# [INSTRUCTION]
Reproduce the data below with every occurrence of "leaf stem" changed to "petiole", leaving everything else unchanged.

* begin *

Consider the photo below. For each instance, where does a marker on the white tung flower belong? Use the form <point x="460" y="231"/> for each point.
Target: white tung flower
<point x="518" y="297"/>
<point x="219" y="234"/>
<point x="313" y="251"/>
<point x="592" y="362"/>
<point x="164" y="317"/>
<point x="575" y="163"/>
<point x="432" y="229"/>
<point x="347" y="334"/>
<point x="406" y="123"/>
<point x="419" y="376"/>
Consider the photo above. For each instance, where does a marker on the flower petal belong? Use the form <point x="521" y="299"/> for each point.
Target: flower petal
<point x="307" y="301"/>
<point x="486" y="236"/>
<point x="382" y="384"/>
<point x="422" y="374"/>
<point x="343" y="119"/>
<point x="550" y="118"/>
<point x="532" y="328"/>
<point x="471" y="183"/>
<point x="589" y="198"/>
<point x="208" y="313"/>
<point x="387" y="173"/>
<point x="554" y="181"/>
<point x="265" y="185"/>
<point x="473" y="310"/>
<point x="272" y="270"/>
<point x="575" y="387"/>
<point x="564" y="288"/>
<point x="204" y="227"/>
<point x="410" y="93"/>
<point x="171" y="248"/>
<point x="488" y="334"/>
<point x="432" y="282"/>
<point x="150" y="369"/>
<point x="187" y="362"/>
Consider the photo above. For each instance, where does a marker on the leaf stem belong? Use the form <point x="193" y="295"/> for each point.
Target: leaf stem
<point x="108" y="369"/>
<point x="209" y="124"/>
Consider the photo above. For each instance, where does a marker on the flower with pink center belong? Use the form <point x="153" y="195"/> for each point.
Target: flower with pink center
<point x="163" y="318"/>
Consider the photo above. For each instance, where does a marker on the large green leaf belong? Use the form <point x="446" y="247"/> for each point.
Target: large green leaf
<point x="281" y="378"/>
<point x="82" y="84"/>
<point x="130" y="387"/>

* end *

# [TASK SOLUTION]
Consider the photo below. For each instance, where does a marker on the white tung flower belong? Use the form <point x="460" y="231"/> for each point.
Target: white tung flower
<point x="518" y="297"/>
<point x="219" y="234"/>
<point x="313" y="251"/>
<point x="592" y="362"/>
<point x="164" y="317"/>
<point x="575" y="163"/>
<point x="432" y="229"/>
<point x="347" y="334"/>
<point x="406" y="123"/>
<point x="419" y="376"/>
Consider the photo above. For each instance, where does a marker on the flower petal belong? Use the form <point x="521" y="299"/> for each point.
Target: flower petal
<point x="307" y="301"/>
<point x="486" y="236"/>
<point x="382" y="384"/>
<point x="422" y="374"/>
<point x="343" y="119"/>
<point x="550" y="118"/>
<point x="532" y="328"/>
<point x="471" y="183"/>
<point x="589" y="198"/>
<point x="208" y="313"/>
<point x="387" y="173"/>
<point x="554" y="181"/>
<point x="265" y="185"/>
<point x="473" y="310"/>
<point x="272" y="270"/>
<point x="575" y="387"/>
<point x="564" y="288"/>
<point x="204" y="227"/>
<point x="410" y="93"/>
<point x="171" y="248"/>
<point x="488" y="334"/>
<point x="432" y="282"/>
<point x="150" y="369"/>
<point x="187" y="362"/>
Consider the photo above. For each instance, where does a marker on the petiole belong? Use the form <point x="193" y="295"/> for each point.
Target: petiole
<point x="108" y="369"/>
<point x="209" y="124"/>
Consider the photo above. For each instance, where does a marker on the flower with pink center belong? Use the form <point x="153" y="195"/> for each point.
Target: flower with pink center
<point x="163" y="318"/>
Consider the photo above. For each instance, where does a marker on the large green leaf belong? Use the form <point x="446" y="247"/> for each point.
Target: large green leaf
<point x="281" y="378"/>
<point x="82" y="84"/>
<point x="130" y="387"/>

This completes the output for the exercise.